__Required task__:
Extract the final stretch of the data: the line that contains "For the benchmark, annotate every instance of the street sign" and every line after it, unaltered, and no other lines.

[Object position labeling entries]
━━━━━━━━━━━━━━━━━━━━━━━━━━━━━━

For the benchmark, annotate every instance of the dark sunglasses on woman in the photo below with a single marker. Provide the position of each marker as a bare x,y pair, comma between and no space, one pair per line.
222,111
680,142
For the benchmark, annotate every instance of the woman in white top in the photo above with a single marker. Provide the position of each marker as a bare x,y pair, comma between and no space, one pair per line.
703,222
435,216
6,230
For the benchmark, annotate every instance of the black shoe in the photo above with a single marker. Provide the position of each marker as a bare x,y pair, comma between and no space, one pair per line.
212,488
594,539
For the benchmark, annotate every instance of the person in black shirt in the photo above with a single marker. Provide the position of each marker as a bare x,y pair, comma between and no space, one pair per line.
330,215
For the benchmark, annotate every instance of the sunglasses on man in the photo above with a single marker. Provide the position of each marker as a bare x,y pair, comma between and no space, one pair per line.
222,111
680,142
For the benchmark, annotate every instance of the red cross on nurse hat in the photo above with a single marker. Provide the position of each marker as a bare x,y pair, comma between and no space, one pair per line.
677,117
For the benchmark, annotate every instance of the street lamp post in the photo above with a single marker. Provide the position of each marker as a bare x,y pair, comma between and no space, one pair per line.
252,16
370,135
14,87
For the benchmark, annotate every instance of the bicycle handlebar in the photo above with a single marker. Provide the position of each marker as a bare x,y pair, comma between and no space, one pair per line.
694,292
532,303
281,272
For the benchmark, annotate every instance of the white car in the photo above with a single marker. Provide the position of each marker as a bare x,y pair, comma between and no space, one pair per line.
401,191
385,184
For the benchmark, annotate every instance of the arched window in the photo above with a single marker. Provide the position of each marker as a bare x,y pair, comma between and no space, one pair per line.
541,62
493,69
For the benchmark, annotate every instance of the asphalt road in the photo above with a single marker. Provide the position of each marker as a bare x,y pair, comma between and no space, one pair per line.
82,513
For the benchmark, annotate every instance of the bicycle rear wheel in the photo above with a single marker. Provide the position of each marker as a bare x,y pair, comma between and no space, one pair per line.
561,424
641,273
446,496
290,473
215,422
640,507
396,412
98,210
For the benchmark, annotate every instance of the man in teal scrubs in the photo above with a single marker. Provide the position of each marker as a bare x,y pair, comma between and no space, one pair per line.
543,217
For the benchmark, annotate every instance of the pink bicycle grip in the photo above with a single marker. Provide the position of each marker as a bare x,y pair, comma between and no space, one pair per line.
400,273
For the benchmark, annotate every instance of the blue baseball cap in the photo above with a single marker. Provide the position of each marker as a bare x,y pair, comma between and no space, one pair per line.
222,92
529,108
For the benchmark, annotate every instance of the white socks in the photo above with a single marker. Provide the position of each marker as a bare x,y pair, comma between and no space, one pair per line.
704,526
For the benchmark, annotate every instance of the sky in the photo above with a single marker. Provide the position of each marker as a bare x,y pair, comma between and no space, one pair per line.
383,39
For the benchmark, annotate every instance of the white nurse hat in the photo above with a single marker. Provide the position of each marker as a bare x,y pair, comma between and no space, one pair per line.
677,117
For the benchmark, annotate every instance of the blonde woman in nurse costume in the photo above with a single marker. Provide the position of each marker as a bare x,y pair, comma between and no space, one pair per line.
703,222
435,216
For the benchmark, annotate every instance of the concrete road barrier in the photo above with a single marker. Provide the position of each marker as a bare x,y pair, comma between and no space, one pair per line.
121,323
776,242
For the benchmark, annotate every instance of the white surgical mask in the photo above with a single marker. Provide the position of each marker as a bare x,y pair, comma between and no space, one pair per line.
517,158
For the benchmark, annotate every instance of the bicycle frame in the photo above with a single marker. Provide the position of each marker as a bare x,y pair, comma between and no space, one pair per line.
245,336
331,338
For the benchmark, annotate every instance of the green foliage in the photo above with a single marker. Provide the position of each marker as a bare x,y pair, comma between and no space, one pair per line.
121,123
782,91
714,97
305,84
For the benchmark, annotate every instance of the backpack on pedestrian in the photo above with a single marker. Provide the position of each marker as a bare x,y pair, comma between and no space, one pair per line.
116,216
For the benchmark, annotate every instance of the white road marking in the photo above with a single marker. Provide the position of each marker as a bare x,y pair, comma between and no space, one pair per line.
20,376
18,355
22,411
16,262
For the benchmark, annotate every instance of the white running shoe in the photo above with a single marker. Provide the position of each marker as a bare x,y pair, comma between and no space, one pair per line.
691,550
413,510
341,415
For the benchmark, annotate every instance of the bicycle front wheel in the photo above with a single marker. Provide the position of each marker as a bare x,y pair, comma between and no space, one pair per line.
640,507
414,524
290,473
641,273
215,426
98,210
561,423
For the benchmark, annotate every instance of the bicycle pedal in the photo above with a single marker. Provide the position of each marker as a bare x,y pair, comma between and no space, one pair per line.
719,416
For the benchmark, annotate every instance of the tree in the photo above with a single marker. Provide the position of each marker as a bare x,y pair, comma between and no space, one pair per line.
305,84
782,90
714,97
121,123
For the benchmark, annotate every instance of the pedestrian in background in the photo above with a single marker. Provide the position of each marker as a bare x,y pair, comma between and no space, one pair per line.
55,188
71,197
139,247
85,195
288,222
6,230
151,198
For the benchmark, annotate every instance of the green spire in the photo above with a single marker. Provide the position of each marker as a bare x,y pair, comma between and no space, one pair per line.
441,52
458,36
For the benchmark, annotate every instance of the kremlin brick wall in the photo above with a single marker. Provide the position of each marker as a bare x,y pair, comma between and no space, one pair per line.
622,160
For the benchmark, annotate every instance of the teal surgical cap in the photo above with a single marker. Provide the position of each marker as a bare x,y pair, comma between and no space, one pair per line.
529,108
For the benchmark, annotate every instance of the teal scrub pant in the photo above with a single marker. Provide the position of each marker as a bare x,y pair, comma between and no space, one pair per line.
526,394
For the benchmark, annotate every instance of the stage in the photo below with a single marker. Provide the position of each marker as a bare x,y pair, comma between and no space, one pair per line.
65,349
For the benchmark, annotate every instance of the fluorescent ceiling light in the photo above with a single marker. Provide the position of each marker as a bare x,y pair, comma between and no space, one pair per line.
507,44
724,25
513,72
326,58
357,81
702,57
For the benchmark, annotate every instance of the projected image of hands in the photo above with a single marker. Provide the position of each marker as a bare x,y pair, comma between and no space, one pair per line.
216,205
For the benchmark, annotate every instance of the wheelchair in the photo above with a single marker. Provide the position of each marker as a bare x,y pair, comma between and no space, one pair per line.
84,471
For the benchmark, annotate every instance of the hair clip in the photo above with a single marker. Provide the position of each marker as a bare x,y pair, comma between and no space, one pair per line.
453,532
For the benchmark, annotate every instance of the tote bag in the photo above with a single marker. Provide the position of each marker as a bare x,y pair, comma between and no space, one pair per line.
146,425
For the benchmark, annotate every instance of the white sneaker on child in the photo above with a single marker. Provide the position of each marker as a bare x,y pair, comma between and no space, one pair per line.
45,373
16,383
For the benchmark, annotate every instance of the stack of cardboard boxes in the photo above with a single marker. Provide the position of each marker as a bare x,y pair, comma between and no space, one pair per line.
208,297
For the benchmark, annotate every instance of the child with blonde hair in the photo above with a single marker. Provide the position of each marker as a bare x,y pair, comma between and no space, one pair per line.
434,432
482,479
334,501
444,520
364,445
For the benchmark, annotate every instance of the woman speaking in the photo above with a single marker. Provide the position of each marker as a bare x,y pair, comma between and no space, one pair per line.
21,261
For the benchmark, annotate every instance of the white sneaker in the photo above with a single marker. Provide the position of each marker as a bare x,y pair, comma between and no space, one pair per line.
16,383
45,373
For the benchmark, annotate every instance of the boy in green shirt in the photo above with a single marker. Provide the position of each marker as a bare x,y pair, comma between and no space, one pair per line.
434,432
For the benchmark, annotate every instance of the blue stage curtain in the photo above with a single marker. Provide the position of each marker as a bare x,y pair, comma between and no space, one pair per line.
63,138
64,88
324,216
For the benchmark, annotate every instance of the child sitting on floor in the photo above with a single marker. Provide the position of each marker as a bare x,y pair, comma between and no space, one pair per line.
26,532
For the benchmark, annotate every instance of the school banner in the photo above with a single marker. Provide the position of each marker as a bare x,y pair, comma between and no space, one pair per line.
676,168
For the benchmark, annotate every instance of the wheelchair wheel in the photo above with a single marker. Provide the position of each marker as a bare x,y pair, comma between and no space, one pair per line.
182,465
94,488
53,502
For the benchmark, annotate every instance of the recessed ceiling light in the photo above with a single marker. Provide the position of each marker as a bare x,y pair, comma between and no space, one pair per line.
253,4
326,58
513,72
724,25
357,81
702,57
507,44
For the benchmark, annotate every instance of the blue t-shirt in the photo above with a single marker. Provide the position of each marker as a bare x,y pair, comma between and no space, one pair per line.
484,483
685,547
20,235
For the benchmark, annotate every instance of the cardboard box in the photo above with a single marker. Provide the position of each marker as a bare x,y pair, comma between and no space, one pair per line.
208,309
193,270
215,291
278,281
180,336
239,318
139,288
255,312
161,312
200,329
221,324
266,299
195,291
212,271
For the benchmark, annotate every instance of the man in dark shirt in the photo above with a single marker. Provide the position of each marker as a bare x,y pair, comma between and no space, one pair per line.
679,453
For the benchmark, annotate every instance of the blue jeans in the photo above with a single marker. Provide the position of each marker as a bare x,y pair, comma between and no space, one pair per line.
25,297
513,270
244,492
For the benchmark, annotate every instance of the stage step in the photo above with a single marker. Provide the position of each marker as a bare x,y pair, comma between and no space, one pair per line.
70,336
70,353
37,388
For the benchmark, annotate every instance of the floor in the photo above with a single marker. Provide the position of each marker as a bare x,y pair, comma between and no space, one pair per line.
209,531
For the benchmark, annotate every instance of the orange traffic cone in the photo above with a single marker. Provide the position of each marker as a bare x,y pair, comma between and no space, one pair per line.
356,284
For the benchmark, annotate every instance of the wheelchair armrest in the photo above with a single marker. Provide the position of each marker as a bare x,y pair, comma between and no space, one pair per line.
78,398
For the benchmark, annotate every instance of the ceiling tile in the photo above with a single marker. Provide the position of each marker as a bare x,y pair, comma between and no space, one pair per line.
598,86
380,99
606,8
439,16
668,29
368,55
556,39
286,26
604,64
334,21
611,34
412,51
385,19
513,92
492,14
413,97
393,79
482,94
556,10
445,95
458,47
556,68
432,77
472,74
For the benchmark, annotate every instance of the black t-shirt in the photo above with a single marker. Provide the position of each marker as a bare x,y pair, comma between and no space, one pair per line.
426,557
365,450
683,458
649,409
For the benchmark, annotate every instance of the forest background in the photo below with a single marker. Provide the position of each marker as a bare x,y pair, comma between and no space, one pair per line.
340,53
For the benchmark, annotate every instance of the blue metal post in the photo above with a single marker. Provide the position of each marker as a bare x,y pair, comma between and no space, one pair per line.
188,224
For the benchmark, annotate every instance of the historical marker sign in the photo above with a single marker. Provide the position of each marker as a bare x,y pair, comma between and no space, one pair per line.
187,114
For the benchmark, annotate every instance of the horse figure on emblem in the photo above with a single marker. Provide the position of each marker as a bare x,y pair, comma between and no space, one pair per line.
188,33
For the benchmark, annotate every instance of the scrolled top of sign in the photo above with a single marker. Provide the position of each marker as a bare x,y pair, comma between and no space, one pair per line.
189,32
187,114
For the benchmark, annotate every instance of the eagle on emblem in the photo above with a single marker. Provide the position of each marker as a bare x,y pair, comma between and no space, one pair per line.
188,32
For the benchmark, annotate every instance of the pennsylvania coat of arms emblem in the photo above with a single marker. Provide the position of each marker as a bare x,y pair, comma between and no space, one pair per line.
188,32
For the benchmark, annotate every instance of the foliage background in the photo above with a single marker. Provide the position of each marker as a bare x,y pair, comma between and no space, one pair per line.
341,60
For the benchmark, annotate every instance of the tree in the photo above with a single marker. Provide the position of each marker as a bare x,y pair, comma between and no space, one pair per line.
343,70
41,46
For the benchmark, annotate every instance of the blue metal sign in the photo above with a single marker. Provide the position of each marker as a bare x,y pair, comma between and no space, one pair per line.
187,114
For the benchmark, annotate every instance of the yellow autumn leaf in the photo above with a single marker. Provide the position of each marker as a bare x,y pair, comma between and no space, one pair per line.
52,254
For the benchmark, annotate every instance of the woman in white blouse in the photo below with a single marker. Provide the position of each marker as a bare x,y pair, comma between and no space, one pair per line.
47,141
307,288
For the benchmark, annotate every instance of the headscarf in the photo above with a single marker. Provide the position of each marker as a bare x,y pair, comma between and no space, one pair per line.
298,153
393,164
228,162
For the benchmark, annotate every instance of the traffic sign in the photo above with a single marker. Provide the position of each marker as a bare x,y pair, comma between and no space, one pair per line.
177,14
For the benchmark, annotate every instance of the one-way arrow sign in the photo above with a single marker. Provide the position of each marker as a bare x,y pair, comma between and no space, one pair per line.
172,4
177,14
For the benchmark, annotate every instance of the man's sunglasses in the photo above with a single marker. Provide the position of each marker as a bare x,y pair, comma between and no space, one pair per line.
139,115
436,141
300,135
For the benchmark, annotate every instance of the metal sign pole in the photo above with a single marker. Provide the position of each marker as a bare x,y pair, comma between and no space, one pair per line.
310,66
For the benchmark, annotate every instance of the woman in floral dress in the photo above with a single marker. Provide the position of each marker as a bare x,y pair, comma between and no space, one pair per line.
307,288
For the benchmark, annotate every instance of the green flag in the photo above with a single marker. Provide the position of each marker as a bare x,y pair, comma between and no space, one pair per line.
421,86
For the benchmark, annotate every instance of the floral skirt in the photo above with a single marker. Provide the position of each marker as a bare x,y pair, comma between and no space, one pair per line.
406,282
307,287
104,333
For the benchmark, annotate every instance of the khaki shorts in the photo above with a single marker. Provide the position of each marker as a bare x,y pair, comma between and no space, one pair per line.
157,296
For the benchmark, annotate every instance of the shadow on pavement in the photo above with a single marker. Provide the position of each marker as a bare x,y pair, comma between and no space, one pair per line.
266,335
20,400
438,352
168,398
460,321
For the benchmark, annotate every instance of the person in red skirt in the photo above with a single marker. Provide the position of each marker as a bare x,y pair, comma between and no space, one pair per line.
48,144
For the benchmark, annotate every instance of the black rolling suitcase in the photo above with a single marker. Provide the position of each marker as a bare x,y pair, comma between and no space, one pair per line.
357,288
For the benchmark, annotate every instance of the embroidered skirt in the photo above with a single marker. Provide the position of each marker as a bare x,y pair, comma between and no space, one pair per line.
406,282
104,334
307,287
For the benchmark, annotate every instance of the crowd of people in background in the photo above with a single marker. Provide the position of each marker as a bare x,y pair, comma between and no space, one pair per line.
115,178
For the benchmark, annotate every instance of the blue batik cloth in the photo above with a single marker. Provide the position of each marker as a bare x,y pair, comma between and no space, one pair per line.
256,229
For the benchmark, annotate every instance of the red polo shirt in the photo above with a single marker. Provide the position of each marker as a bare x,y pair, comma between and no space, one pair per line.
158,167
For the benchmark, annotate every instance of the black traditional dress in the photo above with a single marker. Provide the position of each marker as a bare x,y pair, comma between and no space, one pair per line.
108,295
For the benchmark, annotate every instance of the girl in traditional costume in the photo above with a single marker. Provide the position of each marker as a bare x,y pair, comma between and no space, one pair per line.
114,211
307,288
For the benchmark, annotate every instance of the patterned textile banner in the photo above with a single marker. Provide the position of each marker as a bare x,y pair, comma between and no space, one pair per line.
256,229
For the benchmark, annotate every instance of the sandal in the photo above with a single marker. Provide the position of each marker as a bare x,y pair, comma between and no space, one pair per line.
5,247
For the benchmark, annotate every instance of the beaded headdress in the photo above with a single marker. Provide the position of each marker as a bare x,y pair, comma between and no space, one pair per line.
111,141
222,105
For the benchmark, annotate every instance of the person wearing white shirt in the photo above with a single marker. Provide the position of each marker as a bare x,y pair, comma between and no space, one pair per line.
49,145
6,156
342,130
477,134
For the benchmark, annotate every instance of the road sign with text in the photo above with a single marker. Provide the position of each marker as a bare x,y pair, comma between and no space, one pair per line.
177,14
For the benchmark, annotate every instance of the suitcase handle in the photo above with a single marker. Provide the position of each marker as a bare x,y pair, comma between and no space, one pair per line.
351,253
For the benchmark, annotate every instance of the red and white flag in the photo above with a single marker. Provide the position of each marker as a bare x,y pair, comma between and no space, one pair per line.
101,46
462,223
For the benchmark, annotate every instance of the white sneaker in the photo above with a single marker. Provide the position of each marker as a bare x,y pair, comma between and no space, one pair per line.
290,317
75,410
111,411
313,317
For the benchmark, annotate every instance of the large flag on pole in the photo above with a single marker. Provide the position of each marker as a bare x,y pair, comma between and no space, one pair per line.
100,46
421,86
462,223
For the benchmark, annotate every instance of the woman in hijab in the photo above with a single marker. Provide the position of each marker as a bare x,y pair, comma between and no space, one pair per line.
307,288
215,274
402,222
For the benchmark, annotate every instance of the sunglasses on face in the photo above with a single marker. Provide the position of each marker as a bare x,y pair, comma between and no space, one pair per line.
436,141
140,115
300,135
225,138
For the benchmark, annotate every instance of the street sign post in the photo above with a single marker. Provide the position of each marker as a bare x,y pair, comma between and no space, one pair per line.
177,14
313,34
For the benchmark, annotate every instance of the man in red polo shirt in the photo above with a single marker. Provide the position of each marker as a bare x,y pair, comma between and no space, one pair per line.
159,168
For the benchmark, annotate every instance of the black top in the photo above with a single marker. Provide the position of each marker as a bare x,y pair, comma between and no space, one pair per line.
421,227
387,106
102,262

━━━━━━━━━━━━━━━━━━━━━━━━━━━━━━

__Task result__:
For the benchmark, annotate every instance of the street sign post in the photo above with a single marker. Provide the position of each marker as a bare x,y pair, comma between and no space, one pair per line.
177,14
313,34
For the benchmark, annotate every instance of the man in red polo shirt in the photo above with a single marker. Provide the position of each marker as a bare x,y pair, comma between and no space, one pair per line.
159,168
For the benchmark, annotate every instance of the black top in the photo above with a single marker. Provide the position of each marker as a bare x,y pair, comma between and no space, one pair per line.
421,227
387,106
102,262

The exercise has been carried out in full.